**Text segment:**
Nanoscale Curvature Regulates YAP/TAZ Nuclear Localization Through Nuclear Deformation and Rupture

Abstract

Nuclear translocation of the transcription regulatory proteins yes-associated protein (YAP) and transcriptional coactivator with PDZ-binding motif (TAZ) is a critical readout of cellular mechanotransduction. Recent experiments have demonstrated that cells on substrates with well-defined nanotopographies demonstrate mechanoadaptation through a multitude of effects - increased integrin endocytosis as a function of nanopillar curvature, increased local actin assembly on nanopillars but decreased global cytoskeletal stiffness, and enhanced nuclear deformation. How do cells respond to local nanotopographical cues and integrate their responses across multiple length scales? This question is addressed using a biophysical model that incorporates plasma membrane (PM) curvature-dependent endocytosis, PM curvature-sensitive actin assembly, and stretch-induced opening of nuclear pore complexes (NPCs) in the nuclear envelope (NE). This model recapitulates lower levels of global cytoskeletal assembly on nanopillar substrates, which can be partially compensated for by local actin assembly and NE indentation, leading to enhanced YAP/TAZ transport through stretched NPCs. Using cell shapes informed by electron micrographs and fluorescence images, the model predicts lamin A and F-actin localization around nanopillars, in agreement with experimental measurements. Finally, simulations predict nuclear accumulation of YAP/TAZ following rupture of the NE and this is validated by experiments. Overall, this study indicates that nanotopography tunes mechanoadaptation through both positive and negative feedback on mechanotransduction.

**Data excerpts:**

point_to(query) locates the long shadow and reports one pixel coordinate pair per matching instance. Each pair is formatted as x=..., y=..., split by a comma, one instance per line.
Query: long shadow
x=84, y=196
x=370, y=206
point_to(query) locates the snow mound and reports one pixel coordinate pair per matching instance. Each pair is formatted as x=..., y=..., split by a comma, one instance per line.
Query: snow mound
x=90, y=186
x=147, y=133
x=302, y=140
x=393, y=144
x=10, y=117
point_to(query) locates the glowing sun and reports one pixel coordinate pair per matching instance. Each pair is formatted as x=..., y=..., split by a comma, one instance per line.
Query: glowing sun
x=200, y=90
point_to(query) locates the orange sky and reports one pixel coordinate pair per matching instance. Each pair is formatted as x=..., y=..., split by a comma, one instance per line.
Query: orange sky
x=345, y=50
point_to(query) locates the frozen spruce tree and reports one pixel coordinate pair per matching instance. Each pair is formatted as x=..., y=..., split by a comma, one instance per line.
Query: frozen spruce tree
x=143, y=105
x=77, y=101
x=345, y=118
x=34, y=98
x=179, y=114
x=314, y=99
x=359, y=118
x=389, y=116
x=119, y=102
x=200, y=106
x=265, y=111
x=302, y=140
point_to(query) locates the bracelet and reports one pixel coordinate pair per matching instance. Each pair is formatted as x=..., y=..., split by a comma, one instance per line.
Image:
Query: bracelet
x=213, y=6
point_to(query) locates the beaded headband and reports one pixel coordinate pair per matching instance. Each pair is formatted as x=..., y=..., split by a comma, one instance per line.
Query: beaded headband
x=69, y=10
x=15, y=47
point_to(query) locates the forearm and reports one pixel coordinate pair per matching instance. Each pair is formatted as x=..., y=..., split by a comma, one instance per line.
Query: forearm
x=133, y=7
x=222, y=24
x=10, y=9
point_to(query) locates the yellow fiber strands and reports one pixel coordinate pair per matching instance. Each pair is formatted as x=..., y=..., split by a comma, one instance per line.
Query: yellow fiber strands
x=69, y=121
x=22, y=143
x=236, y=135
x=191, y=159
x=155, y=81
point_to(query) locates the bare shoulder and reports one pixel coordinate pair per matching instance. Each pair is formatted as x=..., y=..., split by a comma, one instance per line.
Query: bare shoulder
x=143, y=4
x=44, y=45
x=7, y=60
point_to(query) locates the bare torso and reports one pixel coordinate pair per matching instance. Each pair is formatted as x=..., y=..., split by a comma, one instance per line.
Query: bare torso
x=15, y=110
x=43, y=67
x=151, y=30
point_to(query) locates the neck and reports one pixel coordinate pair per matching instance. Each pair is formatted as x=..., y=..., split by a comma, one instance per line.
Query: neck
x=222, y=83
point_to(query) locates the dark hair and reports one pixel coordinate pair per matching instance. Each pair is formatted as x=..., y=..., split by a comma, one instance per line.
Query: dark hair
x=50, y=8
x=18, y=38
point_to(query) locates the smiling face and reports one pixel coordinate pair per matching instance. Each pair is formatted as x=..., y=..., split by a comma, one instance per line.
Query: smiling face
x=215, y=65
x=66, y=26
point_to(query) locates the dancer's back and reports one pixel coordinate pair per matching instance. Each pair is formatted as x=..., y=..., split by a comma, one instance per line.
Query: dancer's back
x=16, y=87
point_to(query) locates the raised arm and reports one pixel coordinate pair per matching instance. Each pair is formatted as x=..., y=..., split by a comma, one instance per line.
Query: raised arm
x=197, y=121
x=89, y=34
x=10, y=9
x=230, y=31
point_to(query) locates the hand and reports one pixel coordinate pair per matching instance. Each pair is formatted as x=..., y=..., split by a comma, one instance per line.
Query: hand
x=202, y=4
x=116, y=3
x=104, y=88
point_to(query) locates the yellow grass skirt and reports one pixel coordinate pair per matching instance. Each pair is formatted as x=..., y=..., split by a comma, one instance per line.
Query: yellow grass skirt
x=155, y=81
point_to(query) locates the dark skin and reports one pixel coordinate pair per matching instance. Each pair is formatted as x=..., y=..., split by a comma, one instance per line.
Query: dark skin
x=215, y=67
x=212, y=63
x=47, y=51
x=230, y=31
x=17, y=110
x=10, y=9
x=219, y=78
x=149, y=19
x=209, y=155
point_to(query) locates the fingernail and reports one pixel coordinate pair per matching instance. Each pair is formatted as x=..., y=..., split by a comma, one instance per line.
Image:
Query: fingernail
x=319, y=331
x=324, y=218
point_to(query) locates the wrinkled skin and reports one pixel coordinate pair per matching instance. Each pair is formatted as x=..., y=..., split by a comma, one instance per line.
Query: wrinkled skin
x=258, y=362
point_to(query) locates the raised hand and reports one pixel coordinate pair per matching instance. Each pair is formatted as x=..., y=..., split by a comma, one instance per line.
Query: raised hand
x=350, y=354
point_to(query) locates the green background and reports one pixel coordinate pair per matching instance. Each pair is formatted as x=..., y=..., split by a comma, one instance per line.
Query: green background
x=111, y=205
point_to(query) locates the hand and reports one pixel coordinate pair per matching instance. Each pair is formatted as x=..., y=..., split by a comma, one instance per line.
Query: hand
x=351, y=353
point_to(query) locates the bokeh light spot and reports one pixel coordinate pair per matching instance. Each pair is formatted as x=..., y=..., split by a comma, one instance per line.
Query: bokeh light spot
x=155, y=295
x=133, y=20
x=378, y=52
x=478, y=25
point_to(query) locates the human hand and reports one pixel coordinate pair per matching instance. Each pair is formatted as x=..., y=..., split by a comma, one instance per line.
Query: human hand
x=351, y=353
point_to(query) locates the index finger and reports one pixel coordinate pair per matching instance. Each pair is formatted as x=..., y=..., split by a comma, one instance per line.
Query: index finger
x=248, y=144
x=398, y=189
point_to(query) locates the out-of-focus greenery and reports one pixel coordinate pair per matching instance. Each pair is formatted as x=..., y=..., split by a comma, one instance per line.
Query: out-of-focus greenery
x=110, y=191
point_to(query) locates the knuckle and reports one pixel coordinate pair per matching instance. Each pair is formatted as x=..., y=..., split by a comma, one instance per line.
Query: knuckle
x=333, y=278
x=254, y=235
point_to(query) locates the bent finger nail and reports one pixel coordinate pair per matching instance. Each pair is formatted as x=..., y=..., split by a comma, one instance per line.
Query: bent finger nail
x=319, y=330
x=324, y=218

**Problem description:** Reproduce the whole abstract on nanoscale curvature and YAP/TAZ nuclear localization word for word. The lines have no connection to the abstract.

**Answer:**
Nanoscale Curvature Regulates YAP/TAZ Nuclear Localization Through Nuclear Deformation and Rupture

Abstract

Nuclear translocation of the transcription regulatory proteins yes-associated protein (YAP) and transcriptional coactivator with PDZ-binding motif (TAZ) is a critical readout of cellular mechanotransduction. Recent experiments have demonstrated that cells on substrates with well-defined nanotopographies demonstrate mechanoadaptation through a multitude of effects - increased integrin endocytosis as a function of nanopillar curvature, increased local actin assembly on nanopillars but decreased global cytoskeletal stiffness, and enhanced nuclear deformation. How do cells respond to local nanotopographical cues and integrate their responses across multiple length scales? This question is addressed using a biophysical model that incorporates plasma membrane (PM) curvature-dependent endocytosis, PM curvature-sensitive actin assembly, and stretch-induced opening of nuclear pore complexes (NPCs) in the nuclear envelope (NE). This model recapitulates lower levels of global cytoskeletal assembly on nanopillar substrates, which can be partially compensated for by local actin assembly and NE indentation, leading to enhanced YAP/TAZ transport through stretched NPCs. Using cell shapes informed by electron micrographs and fluorescence images, the model predicts lamin A and F-actin localization around nanopillars, in agreement with experimental measurements. Finally, simulations predict nuclear accumulation of YAP/TAZ following rupture of the NE and this is validated by experiments. Overall, this study indicates that nanotopography tunes mechanoadaptation through both positive and negative feedback on mechanotransduction.